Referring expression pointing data
—————

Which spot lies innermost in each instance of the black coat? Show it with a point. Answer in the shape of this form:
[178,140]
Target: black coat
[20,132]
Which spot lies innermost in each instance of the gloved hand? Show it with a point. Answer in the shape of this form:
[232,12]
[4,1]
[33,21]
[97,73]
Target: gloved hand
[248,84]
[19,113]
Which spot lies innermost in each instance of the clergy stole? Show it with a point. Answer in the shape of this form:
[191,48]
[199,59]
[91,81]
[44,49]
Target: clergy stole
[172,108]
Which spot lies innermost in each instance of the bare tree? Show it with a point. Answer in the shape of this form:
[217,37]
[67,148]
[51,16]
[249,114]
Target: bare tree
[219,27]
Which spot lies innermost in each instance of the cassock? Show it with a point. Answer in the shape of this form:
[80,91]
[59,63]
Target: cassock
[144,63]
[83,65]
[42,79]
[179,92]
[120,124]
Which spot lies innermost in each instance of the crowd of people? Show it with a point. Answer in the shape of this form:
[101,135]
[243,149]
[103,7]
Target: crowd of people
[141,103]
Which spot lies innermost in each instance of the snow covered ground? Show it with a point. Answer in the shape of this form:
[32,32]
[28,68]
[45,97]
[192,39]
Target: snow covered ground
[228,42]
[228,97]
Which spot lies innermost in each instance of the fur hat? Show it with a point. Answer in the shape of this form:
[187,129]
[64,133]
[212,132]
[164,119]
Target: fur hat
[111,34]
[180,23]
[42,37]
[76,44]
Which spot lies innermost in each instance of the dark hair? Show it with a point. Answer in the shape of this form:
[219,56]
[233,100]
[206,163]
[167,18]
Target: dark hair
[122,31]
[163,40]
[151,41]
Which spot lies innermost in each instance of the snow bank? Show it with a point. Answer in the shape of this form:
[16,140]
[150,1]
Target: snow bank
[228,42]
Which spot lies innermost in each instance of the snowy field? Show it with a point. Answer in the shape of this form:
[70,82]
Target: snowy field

—————

▶ What to produce: Reproduce exactly the line that contains "Target: crowd of people" together with each line after it to the end of the entries; include no other lines.

▶ Result of this exercise:
Target: crowd of people
[141,103]
Which spot lies innermost in each instance of the snow covered ground? Show it with a point. Answer in the shape of this form:
[32,32]
[28,68]
[45,97]
[192,39]
Target: snow covered ground
[228,42]
[228,97]
Which spot lies innermost in each instance of the fur hat? Show it with a point. Answer in the shape of this form:
[187,129]
[64,133]
[212,132]
[164,119]
Target: fur hat
[111,34]
[180,23]
[42,37]
[76,44]
Which spot lies innermost in each instance of the dark hair? Show it with a point. Answer in the shape of this form:
[219,56]
[233,100]
[206,163]
[167,18]
Target: dark hair
[122,31]
[163,40]
[151,41]
Which spot lies innermost in each instance of the snow bank? Show it with a point. Answer in the shape of this form:
[16,140]
[150,1]
Target: snow bank
[228,42]
Which spot lies innermost in each instance of the snowy field? Show it with a point. Answer in the shape of this form:
[70,82]
Target: snowy field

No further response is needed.